**Task objective**
Return every line in the items below that contains the string "query", copying each line in full.

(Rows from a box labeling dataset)
━━━━━━━━━━━━━━━━━━━━
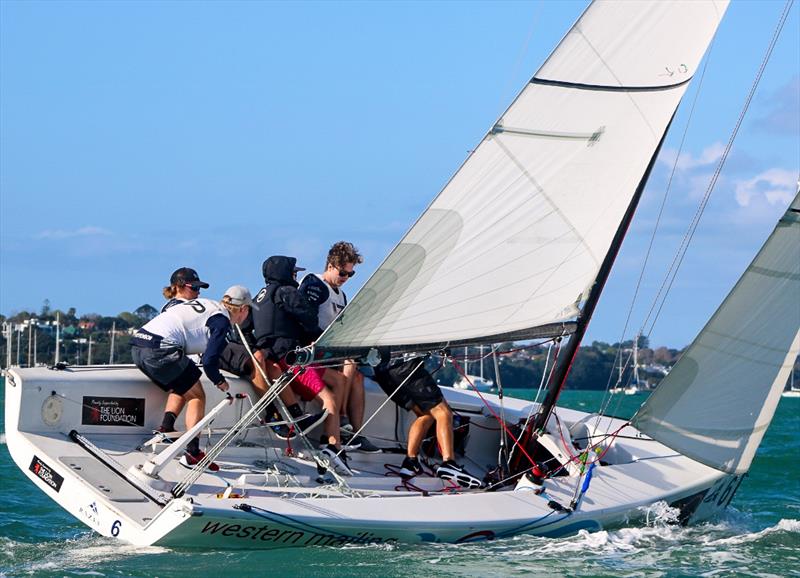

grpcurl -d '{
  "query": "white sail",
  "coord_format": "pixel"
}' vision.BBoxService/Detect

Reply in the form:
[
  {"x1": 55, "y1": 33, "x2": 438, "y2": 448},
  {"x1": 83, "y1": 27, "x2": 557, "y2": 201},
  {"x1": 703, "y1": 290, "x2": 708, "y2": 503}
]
[
  {"x1": 633, "y1": 192, "x2": 800, "y2": 474},
  {"x1": 317, "y1": 0, "x2": 727, "y2": 350}
]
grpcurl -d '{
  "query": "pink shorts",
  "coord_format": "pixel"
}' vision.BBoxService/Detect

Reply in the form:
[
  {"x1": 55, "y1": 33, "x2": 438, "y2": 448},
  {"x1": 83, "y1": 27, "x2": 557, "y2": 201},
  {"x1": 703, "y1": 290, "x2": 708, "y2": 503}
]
[{"x1": 278, "y1": 360, "x2": 325, "y2": 401}]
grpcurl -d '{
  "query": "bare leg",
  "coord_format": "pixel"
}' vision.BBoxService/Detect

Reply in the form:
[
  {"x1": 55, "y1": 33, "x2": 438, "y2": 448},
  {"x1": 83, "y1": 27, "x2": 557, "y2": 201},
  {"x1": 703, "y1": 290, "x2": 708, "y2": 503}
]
[
  {"x1": 322, "y1": 368, "x2": 349, "y2": 415},
  {"x1": 183, "y1": 381, "x2": 206, "y2": 430},
  {"x1": 344, "y1": 361, "x2": 366, "y2": 431},
  {"x1": 430, "y1": 401, "x2": 455, "y2": 461},
  {"x1": 406, "y1": 405, "x2": 433, "y2": 458}
]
━━━━━━━━━━━━━━━━━━━━
**Task result**
  "query": "white sail",
  "query": "pink shorts",
  "query": "bare leg",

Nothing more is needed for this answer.